--- Start TEXT SEGMENT ---

My boys are currently sitting around the table “worldbuilding.” They are drawing fantastic maps and alien races and developing their end-of-the-world scenarios where the inevitable “Chosen One” will need to arise to save the world from utter destruction.
Meanwhile I’m sitting here looking across my windows at the sixteen pictures my kids and I hung up earlier this week showcasing the life of the Lord: His birth, His baptism, His miracles and teachings, His crucifixion, His resurrection, and His glorification.
The real end-of-the-world-averted-by-the-Chosen-One scenario.
But we haven’t always portrayed it that way.
In previous years, especially when my children were young, I had a tendency to shorten the story. We celebrated the Lord’s birth (Yay Christmas!) and then jumped up to His Resurrection (Yay Easter Morning!). We zeroed in on the cheerful parts and glossed over all the pain and hardship. While it may have felt more child-friendly, without context, the Easter story seemed diminished by the abridgment.
It has been powerful over the last few years to place the happy moments back into context. Easter morning is so much more poignant when seen after the nightmare that was the trial and crucifixion.

--- End TEXT SEGMENT ---

__THE EXERCISE__. Reproduce the Easter story passage word for word between "My boys are" and "real end-of-the-world-averted-by-the-Chosen-One scenario.", inclusive.

--- Start MATERIAL SUPPLIED ---

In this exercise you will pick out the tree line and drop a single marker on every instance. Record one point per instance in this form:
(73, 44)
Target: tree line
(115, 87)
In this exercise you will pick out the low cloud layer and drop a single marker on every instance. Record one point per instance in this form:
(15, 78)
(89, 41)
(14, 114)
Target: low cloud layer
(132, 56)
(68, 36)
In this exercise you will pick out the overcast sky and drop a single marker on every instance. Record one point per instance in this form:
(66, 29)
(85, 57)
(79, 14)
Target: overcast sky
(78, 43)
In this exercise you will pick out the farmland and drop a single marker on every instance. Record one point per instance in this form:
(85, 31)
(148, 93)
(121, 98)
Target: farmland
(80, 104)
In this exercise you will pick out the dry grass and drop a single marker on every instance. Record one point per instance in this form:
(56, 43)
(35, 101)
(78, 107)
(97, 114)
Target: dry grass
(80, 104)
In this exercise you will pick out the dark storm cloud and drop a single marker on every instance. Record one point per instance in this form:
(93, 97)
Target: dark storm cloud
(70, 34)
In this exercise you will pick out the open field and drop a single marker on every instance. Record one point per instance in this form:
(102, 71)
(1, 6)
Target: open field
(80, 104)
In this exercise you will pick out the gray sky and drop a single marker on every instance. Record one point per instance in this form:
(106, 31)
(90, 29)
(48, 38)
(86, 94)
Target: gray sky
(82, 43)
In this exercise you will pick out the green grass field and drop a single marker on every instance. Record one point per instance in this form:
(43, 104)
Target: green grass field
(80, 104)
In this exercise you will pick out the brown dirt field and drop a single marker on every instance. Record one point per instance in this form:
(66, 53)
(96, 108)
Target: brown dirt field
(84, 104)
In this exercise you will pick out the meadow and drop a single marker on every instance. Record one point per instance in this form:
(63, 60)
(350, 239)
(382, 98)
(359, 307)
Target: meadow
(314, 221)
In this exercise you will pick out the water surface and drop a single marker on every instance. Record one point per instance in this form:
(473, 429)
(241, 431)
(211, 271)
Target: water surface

--- End MATERIAL SUPPLIED ---

__ANSWER FOR THE TASK__.
My boys are currently sitting around the table “worldbuilding.” They are drawing fantastic maps and alien races and developing their end-of-the-world scenarios where the inevitable “Chosen One” will need to arise to save the world from utter destruction.
Meanwhile I’m sitting here looking across my windows at the sixteen pictures my kids and I hung up earlier this week showcasing the life of the Lord: His birth, His baptism, His miracles and teachings, His crucifixion, His resurrection, and His glorification.
The real end-of-the-world-averted-by-the-Chosen-One scenario.